Quoted passage ->
Whether or not you are in on the setup, and no matter how you may feel about surprise parties, or lying,  circumstances may come up for you to have to lie to keep up the charade.  “Uhhh, I’m actually going hunting with my father-in-law that weekend.”  Or, “No, I don’t know if anyone’s planning a get-together for you.”
           
            2. There may be a conflict the planners are unaware of.

Imagine this.  All the friends of a couple are planning this great surprise anniversary party that falls on a  Saturday.  A few days before, the husband surprises his wife with two non-refundable tickets to Maui.  He’s been planning this for weeks.  She happens to tell a friend, and that friend asks, “When do you leave?”  She says, “Our flight leaves this Friday!”  The friend says, “Uhhh – Friday??”  Surprise!

Or how about this?  Jerry’s wife and all the people they socialize with plan this huge surprise gala for his 40th birthday.  What they don’t know, however, is that all Jerry’s colleagues at work are also planning a surprise party – you guessed it – on the same date.  The charade falls apart when the two individual setups collide, which is usually within an hour of each party’s start time.  “Jerry,” a colleague begins, “let’s go Chinese for lunch today.”  “No can do,” says Jerry, “My wife is supposed to be meeting me for lunch at Giuliani’s.”  I hope Jerry’s co-workers enjoy their party for which there is no guest of honor – even though the company president was invited.  Surprise!

1. It is only as strong as the weakest ability to keep a secret.

Brief 1 -> Select every line in the listing below that contains the string "black" and copy each one. Uppercase and lowercase letters count as different.

Data section ->
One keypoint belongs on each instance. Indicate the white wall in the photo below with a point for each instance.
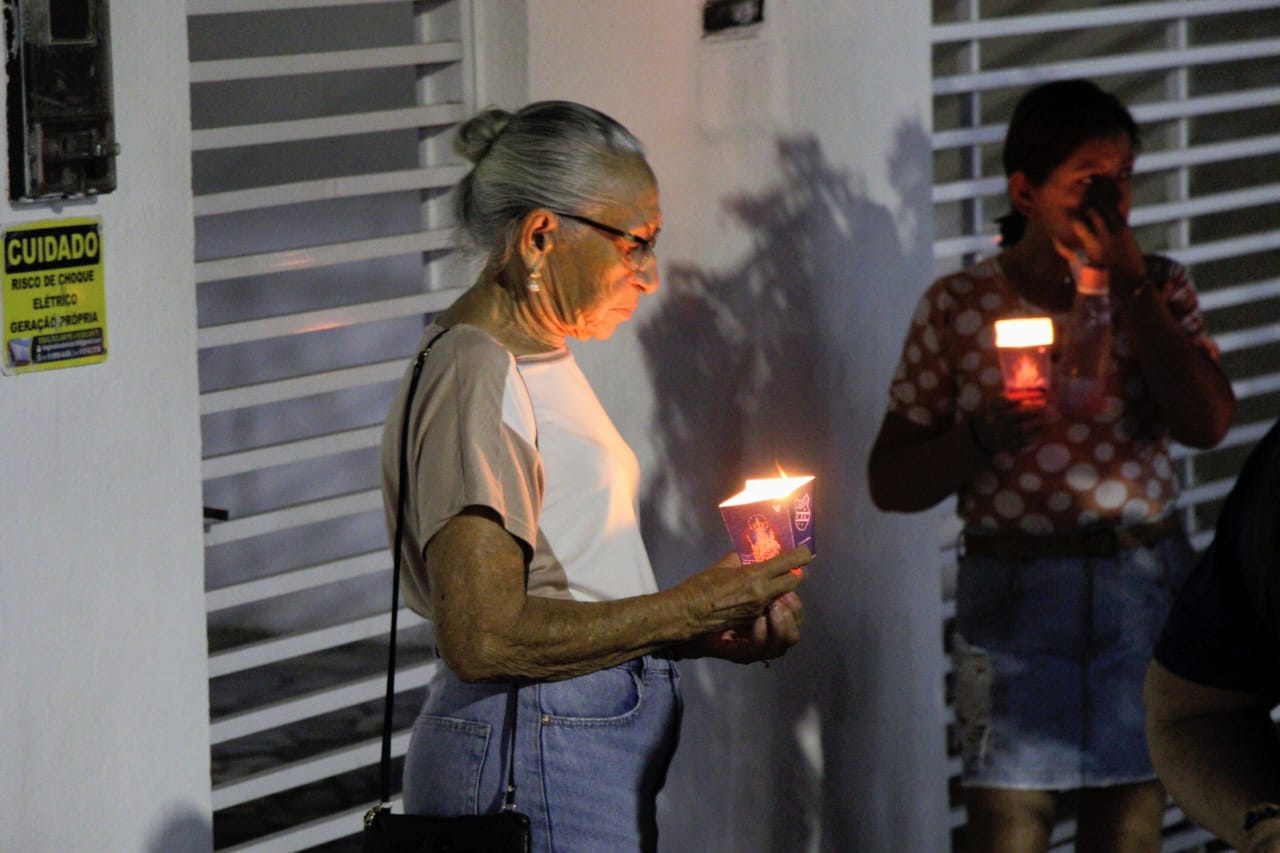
(104, 734)
(795, 170)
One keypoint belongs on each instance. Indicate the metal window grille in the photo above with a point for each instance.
(321, 172)
(1201, 78)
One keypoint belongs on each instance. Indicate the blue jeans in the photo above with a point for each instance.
(1050, 657)
(592, 753)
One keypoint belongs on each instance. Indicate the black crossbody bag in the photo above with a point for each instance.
(508, 830)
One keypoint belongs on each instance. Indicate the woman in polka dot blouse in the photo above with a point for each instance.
(1072, 550)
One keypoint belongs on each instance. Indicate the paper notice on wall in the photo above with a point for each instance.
(54, 300)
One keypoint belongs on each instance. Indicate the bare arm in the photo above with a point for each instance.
(488, 629)
(1217, 755)
(1193, 395)
(1188, 386)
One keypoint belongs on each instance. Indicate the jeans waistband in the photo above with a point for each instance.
(1084, 542)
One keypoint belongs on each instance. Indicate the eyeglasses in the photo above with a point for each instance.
(638, 255)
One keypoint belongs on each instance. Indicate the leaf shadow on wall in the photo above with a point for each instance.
(755, 366)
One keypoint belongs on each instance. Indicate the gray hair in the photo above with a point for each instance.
(551, 154)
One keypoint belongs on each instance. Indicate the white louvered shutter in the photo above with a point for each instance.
(321, 173)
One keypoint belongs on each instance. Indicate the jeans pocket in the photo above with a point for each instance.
(600, 698)
(443, 766)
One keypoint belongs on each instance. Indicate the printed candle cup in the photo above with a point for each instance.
(1024, 357)
(769, 516)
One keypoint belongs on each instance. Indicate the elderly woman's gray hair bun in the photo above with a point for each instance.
(478, 135)
(558, 155)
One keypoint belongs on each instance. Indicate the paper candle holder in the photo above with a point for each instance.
(769, 516)
(1024, 356)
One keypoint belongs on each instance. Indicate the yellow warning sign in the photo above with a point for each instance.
(54, 296)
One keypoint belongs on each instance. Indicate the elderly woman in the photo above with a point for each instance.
(521, 542)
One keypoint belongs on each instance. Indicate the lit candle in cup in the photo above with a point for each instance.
(769, 516)
(1024, 357)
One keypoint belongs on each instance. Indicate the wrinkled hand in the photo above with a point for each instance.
(1006, 425)
(766, 638)
(731, 601)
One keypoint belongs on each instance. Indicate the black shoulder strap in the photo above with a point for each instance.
(384, 784)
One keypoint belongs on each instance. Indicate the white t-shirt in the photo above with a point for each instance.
(529, 439)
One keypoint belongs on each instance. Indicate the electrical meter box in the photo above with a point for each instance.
(62, 140)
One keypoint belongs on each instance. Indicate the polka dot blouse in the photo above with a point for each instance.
(1111, 468)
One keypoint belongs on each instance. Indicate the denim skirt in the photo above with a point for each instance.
(1050, 657)
(592, 753)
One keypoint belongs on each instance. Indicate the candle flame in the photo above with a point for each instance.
(1025, 332)
(1025, 373)
(766, 489)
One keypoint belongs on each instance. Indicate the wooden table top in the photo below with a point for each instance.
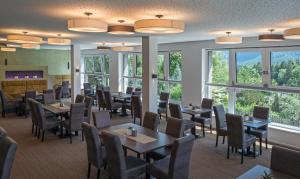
(162, 139)
(258, 171)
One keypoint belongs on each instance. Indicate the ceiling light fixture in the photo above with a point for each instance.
(30, 46)
(24, 39)
(159, 26)
(8, 49)
(293, 33)
(228, 39)
(120, 29)
(271, 37)
(58, 41)
(87, 24)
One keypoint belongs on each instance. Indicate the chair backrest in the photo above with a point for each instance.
(108, 100)
(180, 157)
(101, 119)
(101, 99)
(175, 127)
(76, 116)
(48, 98)
(286, 161)
(175, 110)
(151, 120)
(220, 116)
(136, 105)
(235, 130)
(116, 165)
(7, 155)
(93, 144)
(129, 90)
(79, 98)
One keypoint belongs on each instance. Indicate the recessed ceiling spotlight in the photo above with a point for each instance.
(271, 37)
(87, 24)
(159, 26)
(228, 39)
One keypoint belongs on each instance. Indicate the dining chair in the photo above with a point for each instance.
(221, 127)
(163, 104)
(175, 128)
(110, 104)
(88, 101)
(120, 166)
(285, 160)
(262, 132)
(44, 123)
(205, 118)
(75, 120)
(79, 98)
(101, 119)
(237, 138)
(136, 107)
(7, 154)
(176, 165)
(101, 99)
(151, 121)
(95, 151)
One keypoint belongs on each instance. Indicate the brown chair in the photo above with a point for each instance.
(262, 132)
(136, 106)
(151, 121)
(221, 127)
(205, 118)
(237, 138)
(163, 104)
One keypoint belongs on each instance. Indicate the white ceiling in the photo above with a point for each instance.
(205, 19)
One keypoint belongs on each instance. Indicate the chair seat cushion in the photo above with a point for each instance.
(160, 168)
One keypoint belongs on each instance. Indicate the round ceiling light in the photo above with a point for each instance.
(159, 26)
(120, 29)
(293, 33)
(8, 49)
(87, 24)
(58, 41)
(271, 37)
(30, 46)
(24, 39)
(228, 39)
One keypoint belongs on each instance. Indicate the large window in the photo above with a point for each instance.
(244, 78)
(96, 70)
(132, 70)
(169, 71)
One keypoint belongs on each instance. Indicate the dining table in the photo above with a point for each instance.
(193, 111)
(258, 171)
(144, 142)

Brief 2 -> Return the surprise-party passage from above in full, reproducing it word for word.

Exercise answer 1 ->
One keypoint belongs on each instance. Indicate the black crossbody bag in the photo above with a point for each instance.
One keypoint belongs on each instance. Indicate the black shoulder strap in the photo above with a point for each instance.

Exercise answer 2 ->
Whether or not you are in on the setup, and no matter how you may feel about surprise parties, or lying,  circumstances may come up for you to have to lie to keep up the charade.  “Uhhh, I’m actually going hunting with my father-in-law that weekend.”  Or, “No, I don’t know if anyone’s planning a get-together for you.”
           
            2. There may be a conflict the planners are unaware of.

Imagine this.  All the friends of a couple are planning this great surprise anniversary party that falls on a  Saturday.  A few days before, the husband surprises his wife with two non-refundable tickets to Maui.  He’s been planning this for weeks.  She happens to tell a friend, and that friend asks, “When do you leave?”  She says, “Our flight leaves this Friday!”  The friend says, “Uhhh – Friday??”  Surprise!

Or how about this?  Jerry’s wife and all the people they socialize with plan this huge surprise gala for his 40th birthday.  What they don’t know, however, is that all Jerry’s colleagues at work are also planning a surprise party – you guessed it – on the same date.  The charade falls apart when the two individual setups collide, which is usually within an hour of each party’s start time.  “Jerry,” a colleague begins, “let’s go Chinese for lunch today.”  “No can do,” says Jerry, “My wife is supposed to be meeting me for lunch at Giuliani’s.”  I hope Jerry’s co-workers enjoy their party for which there is no guest of honor – even though the company president was invited.  Surprise!

1. It is only as strong as the weakest ability to keep a secret.